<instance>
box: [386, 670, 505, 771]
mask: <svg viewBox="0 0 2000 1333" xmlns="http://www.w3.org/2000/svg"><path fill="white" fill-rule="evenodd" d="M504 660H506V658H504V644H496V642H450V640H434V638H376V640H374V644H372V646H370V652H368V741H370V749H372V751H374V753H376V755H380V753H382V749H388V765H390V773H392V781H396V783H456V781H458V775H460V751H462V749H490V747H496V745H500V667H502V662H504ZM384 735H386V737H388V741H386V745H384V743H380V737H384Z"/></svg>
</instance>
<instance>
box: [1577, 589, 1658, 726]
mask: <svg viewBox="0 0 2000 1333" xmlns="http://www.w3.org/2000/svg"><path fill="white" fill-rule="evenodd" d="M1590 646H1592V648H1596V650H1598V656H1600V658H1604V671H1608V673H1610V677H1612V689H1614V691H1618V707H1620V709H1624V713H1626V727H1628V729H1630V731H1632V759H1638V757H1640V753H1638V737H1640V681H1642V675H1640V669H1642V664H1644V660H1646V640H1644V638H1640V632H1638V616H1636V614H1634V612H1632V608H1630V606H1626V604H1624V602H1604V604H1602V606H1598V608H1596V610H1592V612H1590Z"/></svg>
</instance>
· · · · ·
# EXERCISE BRIEF
Output all of the records above again, copying every line character for character.

# SOLUTION TO THIS PROBLEM
<instance>
box: [386, 670, 505, 771]
mask: <svg viewBox="0 0 2000 1333" xmlns="http://www.w3.org/2000/svg"><path fill="white" fill-rule="evenodd" d="M504 660H506V658H504V644H496V642H450V640H434V638H376V640H374V644H372V646H370V652H368V741H370V749H372V751H374V753H376V755H380V753H382V749H388V765H390V773H392V781H396V783H456V781H458V775H460V751H462V749H490V747H496V745H500V667H502V662H504ZM384 735H386V737H388V741H386V745H384V743H380V737H384Z"/></svg>
</instance>
<instance>
box: [1577, 589, 1658, 726]
mask: <svg viewBox="0 0 2000 1333" xmlns="http://www.w3.org/2000/svg"><path fill="white" fill-rule="evenodd" d="M1590 646H1592V648H1596V650H1598V656H1600V658H1604V671H1608V673H1610V677H1612V689H1614V691H1618V707H1620V709H1624V713H1626V727H1628V729H1630V731H1632V759H1638V757H1640V753H1638V737H1640V681H1642V675H1640V669H1642V664H1644V660H1646V640H1644V638H1640V632H1638V616H1636V614H1634V612H1632V608H1630V606H1626V604H1624V602H1604V604H1602V606H1598V608H1596V610H1592V612H1590Z"/></svg>
</instance>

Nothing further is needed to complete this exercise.